*** Supplied data ***
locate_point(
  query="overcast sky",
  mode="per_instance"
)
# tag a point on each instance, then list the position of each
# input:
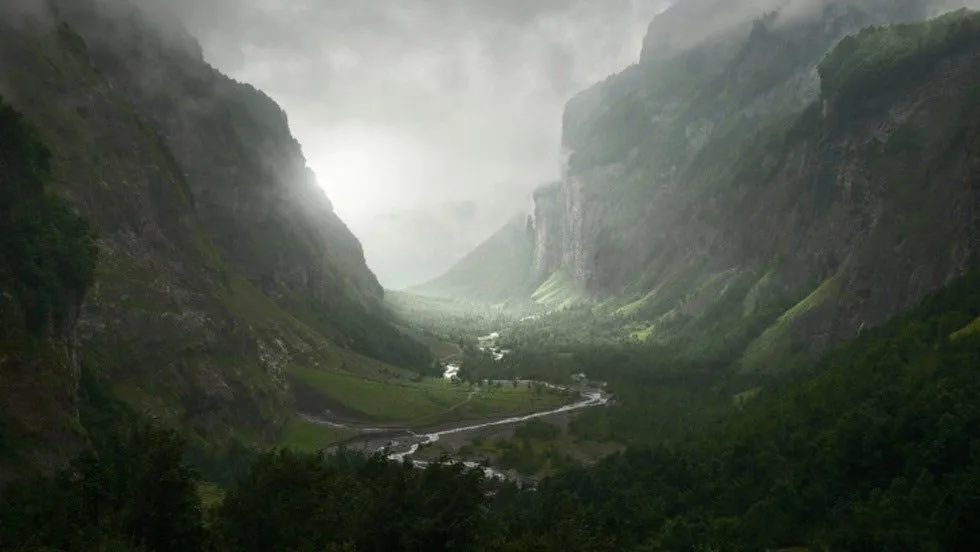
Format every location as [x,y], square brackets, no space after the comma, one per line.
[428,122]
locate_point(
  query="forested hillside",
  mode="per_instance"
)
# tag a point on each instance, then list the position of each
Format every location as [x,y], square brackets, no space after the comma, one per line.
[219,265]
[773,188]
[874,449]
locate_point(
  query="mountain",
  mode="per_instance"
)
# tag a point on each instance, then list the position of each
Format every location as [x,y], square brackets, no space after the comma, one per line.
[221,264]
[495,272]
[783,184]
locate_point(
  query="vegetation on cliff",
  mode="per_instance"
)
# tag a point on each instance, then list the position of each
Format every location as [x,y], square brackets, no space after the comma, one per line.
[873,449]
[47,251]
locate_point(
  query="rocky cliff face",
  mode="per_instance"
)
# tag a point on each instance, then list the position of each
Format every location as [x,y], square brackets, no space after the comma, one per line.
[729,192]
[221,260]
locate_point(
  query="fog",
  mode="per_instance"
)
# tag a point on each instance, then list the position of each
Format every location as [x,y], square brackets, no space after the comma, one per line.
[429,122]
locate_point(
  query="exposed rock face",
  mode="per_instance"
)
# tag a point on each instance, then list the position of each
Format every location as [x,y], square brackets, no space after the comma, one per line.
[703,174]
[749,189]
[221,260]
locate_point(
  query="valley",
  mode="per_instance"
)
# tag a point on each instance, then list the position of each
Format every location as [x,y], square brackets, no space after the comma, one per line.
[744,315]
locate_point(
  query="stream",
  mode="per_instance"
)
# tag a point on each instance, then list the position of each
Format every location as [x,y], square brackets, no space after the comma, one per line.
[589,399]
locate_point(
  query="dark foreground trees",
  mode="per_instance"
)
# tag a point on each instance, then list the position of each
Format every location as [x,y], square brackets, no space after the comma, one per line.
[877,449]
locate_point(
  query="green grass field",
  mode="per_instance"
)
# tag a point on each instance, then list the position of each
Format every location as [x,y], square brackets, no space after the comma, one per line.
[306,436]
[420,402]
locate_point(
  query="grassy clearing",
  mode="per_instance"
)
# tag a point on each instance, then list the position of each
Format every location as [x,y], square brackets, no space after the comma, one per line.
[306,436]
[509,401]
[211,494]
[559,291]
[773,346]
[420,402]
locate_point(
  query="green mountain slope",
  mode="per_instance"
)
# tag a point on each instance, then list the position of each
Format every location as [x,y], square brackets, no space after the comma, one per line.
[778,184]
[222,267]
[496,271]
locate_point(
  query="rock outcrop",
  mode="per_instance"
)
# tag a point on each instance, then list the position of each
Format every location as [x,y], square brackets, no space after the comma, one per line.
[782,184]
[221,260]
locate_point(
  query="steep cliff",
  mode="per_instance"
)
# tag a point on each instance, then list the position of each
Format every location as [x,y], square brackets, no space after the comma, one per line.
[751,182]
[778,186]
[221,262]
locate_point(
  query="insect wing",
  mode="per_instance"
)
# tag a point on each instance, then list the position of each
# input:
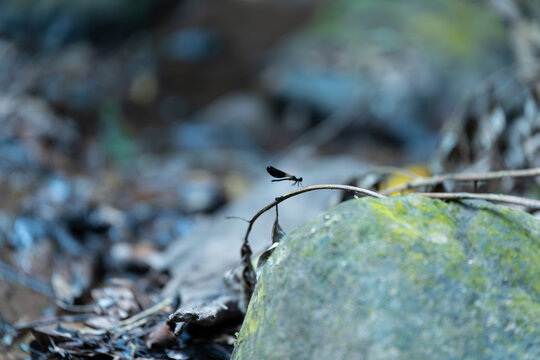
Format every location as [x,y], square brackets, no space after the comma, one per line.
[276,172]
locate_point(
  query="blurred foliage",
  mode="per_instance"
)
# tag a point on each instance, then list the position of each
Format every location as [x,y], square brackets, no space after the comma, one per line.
***
> **Instructions to follow**: Go back to the records above and write them out exactly, without the pictures.

> **Output**:
locate_point(
  query="overcast sky",
  mode="per_instance"
)
# tag a point on each instance, then list the position of each
# input:
Format every location as [x,y], square brackets, no space after the comma, one per line.
[428,122]
locate_point(
  query="forested hillside",
  mode="per_instance"
)
# tag a point on each instance, then list the position of each
Format every location as [x,y], square brackets, no space after the comma, one per line.
[219,265]
[773,188]
[874,449]
locate_point(
  query="mountain",
  mode="per_instance"
)
# tag a point on each instance, then list the position of each
Format every location as [x,y], square brackets, no space after the comma, one per line.
[221,264]
[495,272]
[783,184]
locate_point(
  query="vegetation on cliff",
  mode="per_instance"
)
# tag a point on each instance, then list the position of each
Format every location as [x,y], square brackets, no space after the comma, one per line.
[873,449]
[47,251]
locate_point(
  query="rocky cliff face",
  mode="per_instance"
)
# tag a point on each instance, then list the position of each
Format every location as [x,y], square brackets, no space after the comma, one per line.
[729,192]
[221,260]
locate_point(
  query="fog",
  mode="per_instance"
)
# tag a point on each instance, then list the position of each
Format every location as [x,y], square brackets, no space after the comma, one per line.
[429,122]
locate_point(
  query="exposed rock face",
  mode="per_instance"
)
# tag a point on each instance, then list the position of each
Format every location as [x,y], square brackets, no space after the comma, one per line.
[703,174]
[749,189]
[221,260]
locate_point(
  query="valley",
  mode="per_instance"
)
# tag a point on each instance, then list the position of each
Format every location as [x,y], square brackets, no space after the comma, one per line.
[744,315]
locate_point(
  query="stream",
  mode="per_instance"
)
# tag a point on each instance, then list the position of each
Format every location as [x,y], square brackets, no space after the comma, one per line.
[589,399]
locate_point(
  query="dark foreground trees",
  mode="per_instance"
)
# tag a point on each instance, then list the position of each
Format every location as [x,y], square brackets, no space after the comma, one per line.
[877,449]
locate_point(
  query="green grass field",
  mode="per_instance"
)
# tag a point on each instance, then list the position of each
Format every location as [x,y], square brackets, no space after the comma, one per line.
[306,436]
[420,402]
locate_point(
  query="grassy clearing",
  mode="per_instance"
)
# tag a point on each instance, then list the position of each
Format every location as [x,y], square brackets, no space after the comma, one per line.
[306,436]
[509,401]
[211,494]
[559,291]
[773,346]
[420,402]
locate_point(
  query="green mountain slope",
  mode="per_instance"
)
# tag a point on each instance, then list the position of each
Format every location as [x,y], square brackets, no space after the comma, one per line.
[778,184]
[222,267]
[496,271]
locate_point(
  query="rock outcrop",
  mode="per_instance"
)
# tag a point on each instance, then list the position of each
Format every location as [x,y], square brackets, no space after the comma, one per line.
[782,184]
[221,260]
locate_point(
  query="steep cliff",
  mode="per_instance"
)
# tag a point on each instance, then list the position of each
Format every location as [x,y], square brackets, no space after the comma, one per line.
[751,182]
[778,186]
[221,262]
locate_point(
  query="insect wing",
  mode="per_instance"
)
# tag a point on each instance, then list the position of each
# input:
Format every location as [x,y], square brackets, no space after the comma, one per line.
[276,172]
locate_point(
  query="blurred foliage",
  mode="per_instance"
)
# tag a point on each instance, then list the position of each
Format every location as [x,y], square brackets, no space after the comma, one per line.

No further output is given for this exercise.